* WHAT YOU WILL DO: Lay out every line of the items below as a JSON list of strings, one string per line, with blank lines skipped and the pictures left out.

[Coordinate labeling data]

========================================

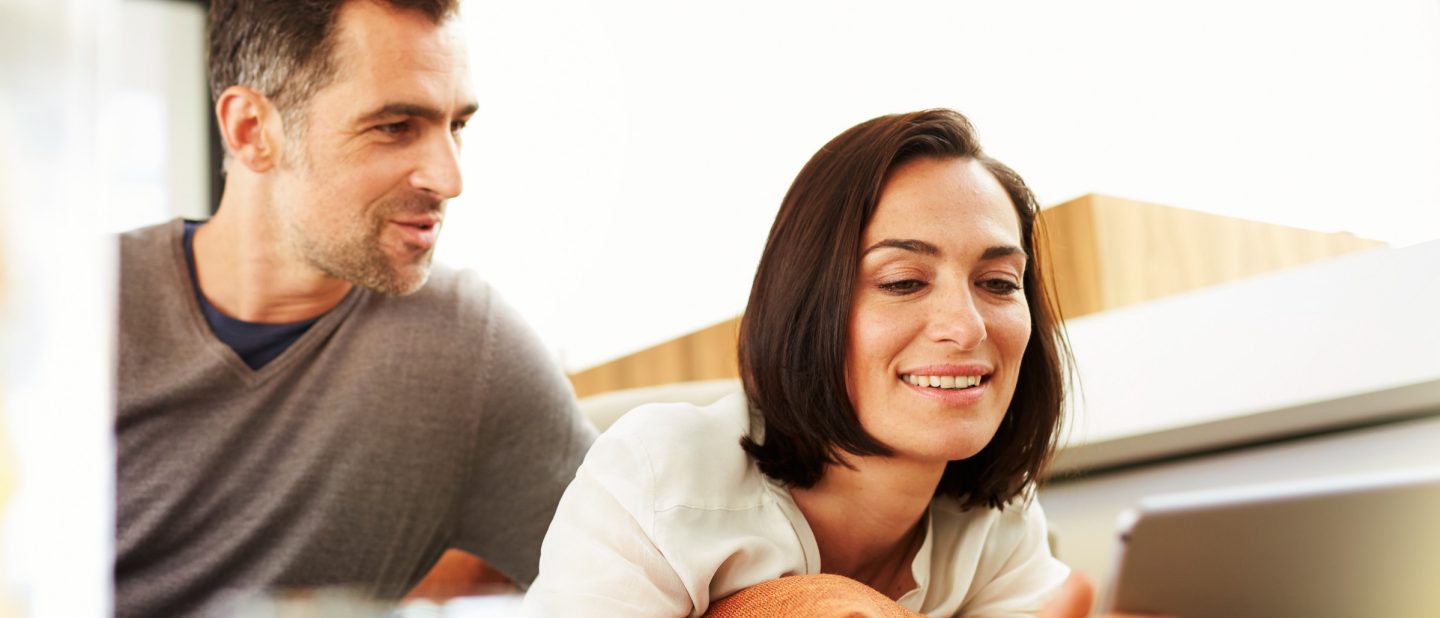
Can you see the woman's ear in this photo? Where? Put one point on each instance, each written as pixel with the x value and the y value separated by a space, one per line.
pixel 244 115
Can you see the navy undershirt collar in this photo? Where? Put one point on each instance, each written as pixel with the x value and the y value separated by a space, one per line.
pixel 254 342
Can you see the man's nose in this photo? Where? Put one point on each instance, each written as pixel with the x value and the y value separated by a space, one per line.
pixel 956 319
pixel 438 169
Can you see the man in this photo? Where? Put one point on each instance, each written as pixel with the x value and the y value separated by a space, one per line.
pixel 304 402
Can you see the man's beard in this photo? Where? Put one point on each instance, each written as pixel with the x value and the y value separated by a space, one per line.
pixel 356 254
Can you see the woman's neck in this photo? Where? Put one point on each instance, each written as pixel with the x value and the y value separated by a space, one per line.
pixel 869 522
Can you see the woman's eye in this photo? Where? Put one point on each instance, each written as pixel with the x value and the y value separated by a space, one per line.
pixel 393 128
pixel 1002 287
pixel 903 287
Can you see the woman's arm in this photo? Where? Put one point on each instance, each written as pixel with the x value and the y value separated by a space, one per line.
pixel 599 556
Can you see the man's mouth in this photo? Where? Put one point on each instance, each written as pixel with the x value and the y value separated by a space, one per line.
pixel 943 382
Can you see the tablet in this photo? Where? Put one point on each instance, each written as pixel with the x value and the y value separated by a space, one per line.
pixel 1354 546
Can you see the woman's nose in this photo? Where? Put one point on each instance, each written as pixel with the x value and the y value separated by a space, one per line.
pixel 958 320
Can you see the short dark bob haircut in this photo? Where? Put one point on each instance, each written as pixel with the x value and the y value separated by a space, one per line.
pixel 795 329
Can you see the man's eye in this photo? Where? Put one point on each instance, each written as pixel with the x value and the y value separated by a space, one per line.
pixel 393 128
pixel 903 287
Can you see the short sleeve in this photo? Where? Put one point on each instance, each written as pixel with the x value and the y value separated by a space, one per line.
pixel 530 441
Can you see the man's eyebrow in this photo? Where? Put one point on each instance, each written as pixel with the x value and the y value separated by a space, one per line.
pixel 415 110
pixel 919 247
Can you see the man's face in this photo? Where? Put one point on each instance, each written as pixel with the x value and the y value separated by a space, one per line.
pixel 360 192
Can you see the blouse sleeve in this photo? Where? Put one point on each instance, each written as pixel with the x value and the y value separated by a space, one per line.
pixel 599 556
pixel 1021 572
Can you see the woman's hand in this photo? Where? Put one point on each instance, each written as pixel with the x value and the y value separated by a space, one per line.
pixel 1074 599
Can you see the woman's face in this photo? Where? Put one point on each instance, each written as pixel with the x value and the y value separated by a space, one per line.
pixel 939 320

========================================

* RESULT:
[
  "Can you see the woman's ear in this photo? Where? Put one point on each instance, each written as pixel with the x value and the y value separated by a space, one per line.",
  "pixel 244 115",
  "Can you see the navy undershirt collar in this photo? Where? Put one point on each instance, each written as pixel with the x value and the y value separated by a space, one per line.",
  "pixel 254 342",
  "Can you see the man's nose in this photo? Where? Put one point on each instance, each written as pixel with the x value and the y value separated by a space, one per line.",
  "pixel 956 319",
  "pixel 438 169",
  "Can you see the man in this photo? Where? Put one point on each instance, each written as pixel with the x value and the y value separated by a space, one per line.",
  "pixel 304 402",
  "Can you see the man's beard in this photo? Where? Put one point on each instance, each written as pixel with the x value and the y value separated by a space, one per line.",
  "pixel 356 254",
  "Can you see the woman's neck in this photo? Where? Put one point on each instance, each written as pixel with the x value and the y value separated by a space, one per line.",
  "pixel 869 522",
  "Can you see the woman's eye in this photo? Where? Put one point on each instance, each written as pixel with the x value and the y value separated by a space, one per line.",
  "pixel 393 128",
  "pixel 1002 287",
  "pixel 903 287",
  "Can you see the woman's arm in this photo? Where? Put one point on each instance, each written as pixel with the x value and the y value separated by a space, one per line.",
  "pixel 599 556",
  "Can you see the man's mouth in this photo? Where? Put one point on each instance, each written as pixel with the x value and the y value separated by a space, one per line.",
  "pixel 943 382",
  "Can you see the tablet in this photo? Where? Put one point on each instance, each written as pixel with the x value and the y value separated by a space, one per line.",
  "pixel 1354 546",
  "Can you see the woman's nose in this photo? Where? Put one point on each instance, each written as pixel with the x value and the y value separated by a space, one per line.",
  "pixel 958 320",
  "Can you see the short dark bob haircut in this photo? Where? Put one point on each instance, each written as pixel with the x value and the y value separated by a space, one per line.",
  "pixel 795 329",
  "Can you see the man's eye in this photo? Where? Put one point on each instance, each written as pixel with the x value and the y value separated by a space, one per line.",
  "pixel 393 128",
  "pixel 903 287",
  "Can you see the short sleeve in this photo? Where? Put one point on each instance, each written as pixel with the x value and the y value separated by a space, one per line.",
  "pixel 530 441",
  "Can you see the man's eyebrow in this photo? Where? Put one point on each instance, each written as pixel with the x value and the y value separated by a space, one per line.",
  "pixel 415 110",
  "pixel 919 247",
  "Can you see the man's face in this photo? Where? Put one point on each instance, each written as pixel with the x value and the y value separated by a space, one per line.",
  "pixel 360 192",
  "Can you see the blouse sleeve in this photo? Where? Put one point on each instance, each written as pixel with the x value and the y value separated by a space, one per line.",
  "pixel 599 556",
  "pixel 1021 572",
  "Can you see the woman's hand in this photo? Where? Put one point on each instance, each written as pixel with the x value and the y value separated by a space, one per line.",
  "pixel 1074 599",
  "Can you see the woman's face in this photo? Where? Put one point on each instance, each written as pixel with the x value and the y value separated by a space, one per line.",
  "pixel 939 320"
]